3.2 Objective Function

Our objective function consists of three main components: symmetric cross entropy, asymmetric loss for multi-label classification, and auxiliary caption generation.

Embedding Loss (\(L_e\)). To learn a shared embedding space for text, image and sketch, we follow the contrastive learning objective from CLIP [35], which use a form of InfoNCE Loss as originally proposed in [30] to learn to match the right image-text pairs as observed in the batch. This proxy task is accomplished via a symmetric cross entropy loss over all possible pairs in each batch, effectively maximizing cosine similarity of each matching pair and minimizing it for non-matching ones. We add the sketch as an additional query, and replace the text embedding in CLIP with our combined embedding constructed by summing the text and sketch embeddings.

Classification Loss (\(L_c\)). For classification, we consider this as a multi-label classification problem as each image can belong to multiple categories. We follow a common practice in multi-label classification, which frames the problem as a series of many binary classification problems. We use object annotation available in the datasets as ground truth. Specifically, we use Asymmetric Loss For Multi-Label Classification (ASL Loss), proposed in [2]. The loss is designed to help alleviate the effect of the imbalanced label distribution in multi-label classification.

Auxiliary Caption Generation (Decoder Loss, \(L_d\)). For caption generation, the decoder attempts to predict the most likely token given the accumulated embedding and the previous tokens. The decoded output tokens are then compared with the ground truth sentences via the cross entropy loss \(\sum _t^T{\log (p_{t}|p_1, \ldots , p_{t-1})},\) where T is the maximum sequence length.

Our final objective is given by a weighted combination of all the loss terms. We refer to supplementary materials for our hyperparameter choices.

3.3 Sketch Generation and Data Augmentation

During training, we synthetically generate sketches using the method proposed in [25]. In general the method produces drawings similar to human sketches. The synthesized sketches are however in exact alignment with their source images, which would not be the case in sketches drawn by humans. To achieve invariance to small misalignment, we further apply a random affine transformation on the synthetic sketch as an augmentation. We also apply a similar transformation to the image (with different random seeds). Introducing this misalignment is crucial for the network to generalize to hand-drawn input sketches at test time.

################

■ **ACTIONS TO TAKE**
1) In the excerpt on training objectives, how is the combined embedding that replaces CLIP's text embedding constructed?
2) What main components make up the objective function, according to the excerpt on training objectives?
3) Reproduce the part of the excerpt on training objectives starting at "3.3 Sketch Generation" and ending at "at test time.".
The rows that follow have no connection to the excerpt on training objectives.

################

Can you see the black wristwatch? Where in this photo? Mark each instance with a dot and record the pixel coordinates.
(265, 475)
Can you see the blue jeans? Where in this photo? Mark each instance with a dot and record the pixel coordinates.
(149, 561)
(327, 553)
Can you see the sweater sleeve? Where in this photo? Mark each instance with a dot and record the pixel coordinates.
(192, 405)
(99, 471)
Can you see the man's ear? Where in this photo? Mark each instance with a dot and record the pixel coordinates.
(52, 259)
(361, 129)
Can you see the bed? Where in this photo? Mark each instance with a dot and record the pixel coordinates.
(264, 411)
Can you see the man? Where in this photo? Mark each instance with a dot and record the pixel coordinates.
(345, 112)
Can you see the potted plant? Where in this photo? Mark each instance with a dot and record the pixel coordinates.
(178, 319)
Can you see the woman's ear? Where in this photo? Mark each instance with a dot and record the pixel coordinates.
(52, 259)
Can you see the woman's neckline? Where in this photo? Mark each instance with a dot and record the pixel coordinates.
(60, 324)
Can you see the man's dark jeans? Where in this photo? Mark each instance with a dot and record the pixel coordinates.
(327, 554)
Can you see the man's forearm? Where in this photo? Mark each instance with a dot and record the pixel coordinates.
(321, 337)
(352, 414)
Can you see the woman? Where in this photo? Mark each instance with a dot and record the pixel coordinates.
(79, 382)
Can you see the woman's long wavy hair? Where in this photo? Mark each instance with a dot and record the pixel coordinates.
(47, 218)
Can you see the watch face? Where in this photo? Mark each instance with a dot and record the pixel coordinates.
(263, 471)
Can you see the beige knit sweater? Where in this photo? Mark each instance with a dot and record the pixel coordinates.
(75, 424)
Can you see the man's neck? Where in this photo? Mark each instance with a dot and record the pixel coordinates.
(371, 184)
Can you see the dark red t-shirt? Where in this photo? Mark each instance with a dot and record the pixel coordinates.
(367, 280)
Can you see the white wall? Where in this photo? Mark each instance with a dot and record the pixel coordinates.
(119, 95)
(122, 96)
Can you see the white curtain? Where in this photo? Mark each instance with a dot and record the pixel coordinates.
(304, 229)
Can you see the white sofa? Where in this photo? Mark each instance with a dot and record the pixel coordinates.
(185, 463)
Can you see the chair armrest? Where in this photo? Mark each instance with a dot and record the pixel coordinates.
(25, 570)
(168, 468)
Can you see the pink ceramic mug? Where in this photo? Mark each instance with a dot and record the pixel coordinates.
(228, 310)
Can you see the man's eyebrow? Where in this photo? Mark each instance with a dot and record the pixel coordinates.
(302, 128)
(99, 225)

################

■ **ANSWERS BELOW**
1) By summing the text and sketch embeddings.

2)
- Symmetric cross entropy
- Asymmetric loss for multi-label classification
- Auxiliary caption generation

3)
3.3 Sketch Generation and Data Augmentation

During training, we synthetically generate sketches using the method proposed in [25]. In general the method produces drawings similar to human sketches. The synthesized sketches are however in exact alignment with their source images, which would not be the case in sketches drawn by humans. To achieve invariance to small misalignment, we further apply a random affine transformation on the synthetic sketch as an augmentation. We also apply a similar transformation to the image (with different random seeds). Introducing this misalignment is crucial for the network to generalize to hand-drawn input sketches at test time.